___ DATA TO EXAMINE ___

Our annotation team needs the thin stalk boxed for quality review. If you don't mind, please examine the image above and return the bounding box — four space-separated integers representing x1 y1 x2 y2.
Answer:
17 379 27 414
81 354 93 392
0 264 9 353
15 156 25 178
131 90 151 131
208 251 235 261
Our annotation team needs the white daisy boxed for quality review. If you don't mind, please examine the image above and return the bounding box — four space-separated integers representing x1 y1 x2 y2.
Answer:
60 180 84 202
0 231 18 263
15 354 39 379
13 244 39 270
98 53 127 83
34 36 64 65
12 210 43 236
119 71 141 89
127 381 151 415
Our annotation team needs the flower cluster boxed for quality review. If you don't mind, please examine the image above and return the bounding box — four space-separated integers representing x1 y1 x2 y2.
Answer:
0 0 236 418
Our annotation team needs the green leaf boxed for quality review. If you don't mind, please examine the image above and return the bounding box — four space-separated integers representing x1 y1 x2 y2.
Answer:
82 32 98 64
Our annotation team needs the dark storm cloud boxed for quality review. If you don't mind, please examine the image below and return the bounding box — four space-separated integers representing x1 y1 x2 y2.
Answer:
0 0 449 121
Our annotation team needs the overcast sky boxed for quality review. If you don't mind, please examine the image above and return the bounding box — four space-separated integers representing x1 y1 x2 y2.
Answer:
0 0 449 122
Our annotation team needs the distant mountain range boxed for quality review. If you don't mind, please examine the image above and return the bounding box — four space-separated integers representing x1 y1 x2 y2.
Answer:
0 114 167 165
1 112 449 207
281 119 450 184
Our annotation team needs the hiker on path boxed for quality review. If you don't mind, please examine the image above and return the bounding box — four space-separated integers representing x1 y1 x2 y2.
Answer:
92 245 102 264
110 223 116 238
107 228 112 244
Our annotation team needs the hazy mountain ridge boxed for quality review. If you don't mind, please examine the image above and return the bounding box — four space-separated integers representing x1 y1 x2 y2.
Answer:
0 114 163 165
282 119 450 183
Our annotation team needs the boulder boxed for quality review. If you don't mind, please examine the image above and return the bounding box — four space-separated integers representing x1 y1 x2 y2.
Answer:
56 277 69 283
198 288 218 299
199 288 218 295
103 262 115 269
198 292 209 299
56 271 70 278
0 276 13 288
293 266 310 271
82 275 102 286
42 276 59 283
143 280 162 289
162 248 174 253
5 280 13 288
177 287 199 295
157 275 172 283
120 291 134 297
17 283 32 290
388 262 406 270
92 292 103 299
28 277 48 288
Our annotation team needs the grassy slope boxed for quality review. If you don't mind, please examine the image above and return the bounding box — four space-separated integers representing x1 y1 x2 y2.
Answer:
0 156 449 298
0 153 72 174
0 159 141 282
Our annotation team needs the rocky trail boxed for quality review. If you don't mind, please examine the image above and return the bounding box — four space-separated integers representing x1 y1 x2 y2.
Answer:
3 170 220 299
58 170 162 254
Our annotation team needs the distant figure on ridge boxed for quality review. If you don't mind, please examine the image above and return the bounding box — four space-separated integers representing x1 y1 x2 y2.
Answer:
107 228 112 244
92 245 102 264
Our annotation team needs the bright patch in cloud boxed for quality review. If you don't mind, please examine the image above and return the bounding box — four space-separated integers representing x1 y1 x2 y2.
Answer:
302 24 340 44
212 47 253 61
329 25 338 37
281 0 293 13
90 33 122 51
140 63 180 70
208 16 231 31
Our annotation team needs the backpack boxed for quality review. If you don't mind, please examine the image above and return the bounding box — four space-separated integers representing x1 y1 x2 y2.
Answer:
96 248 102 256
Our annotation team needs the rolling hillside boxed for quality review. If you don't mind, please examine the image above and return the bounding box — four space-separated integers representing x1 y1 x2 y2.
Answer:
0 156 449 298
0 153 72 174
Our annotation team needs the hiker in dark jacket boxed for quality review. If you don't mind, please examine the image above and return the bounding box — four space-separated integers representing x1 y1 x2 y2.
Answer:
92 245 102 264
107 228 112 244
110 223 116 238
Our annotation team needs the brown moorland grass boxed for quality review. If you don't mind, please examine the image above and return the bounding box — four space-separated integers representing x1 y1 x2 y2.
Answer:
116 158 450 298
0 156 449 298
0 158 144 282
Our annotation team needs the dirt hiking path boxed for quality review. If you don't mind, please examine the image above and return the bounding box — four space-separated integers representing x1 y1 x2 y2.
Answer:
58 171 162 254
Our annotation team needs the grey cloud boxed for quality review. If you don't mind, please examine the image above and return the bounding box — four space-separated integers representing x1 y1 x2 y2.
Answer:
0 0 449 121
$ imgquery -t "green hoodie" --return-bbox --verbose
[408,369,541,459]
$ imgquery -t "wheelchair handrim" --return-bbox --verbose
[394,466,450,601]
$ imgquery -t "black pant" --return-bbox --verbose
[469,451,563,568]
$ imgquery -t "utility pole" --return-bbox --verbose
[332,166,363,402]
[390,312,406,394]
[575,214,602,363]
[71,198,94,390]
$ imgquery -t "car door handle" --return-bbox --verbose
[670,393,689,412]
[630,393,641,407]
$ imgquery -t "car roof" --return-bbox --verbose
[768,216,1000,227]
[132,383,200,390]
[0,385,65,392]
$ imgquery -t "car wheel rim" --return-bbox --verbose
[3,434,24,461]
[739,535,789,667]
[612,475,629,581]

___

WHAT YOU HAVE TO DO: Lines with the word "hiker" in them are the answer; report each one from the data.

TASK ANSWER:
Our annotation team needs the hiker on path boxed for quality review. If you don't mind, please examine the image above and return the bounding box — four space-separated integers representing x1 y1 x2 y2.
Our annotation team needs the hiker in dark jacket boxed for quality review. If you don't mind, please examine the image above and return the bounding box — four space-separated integers representing x1 y1 x2 y2.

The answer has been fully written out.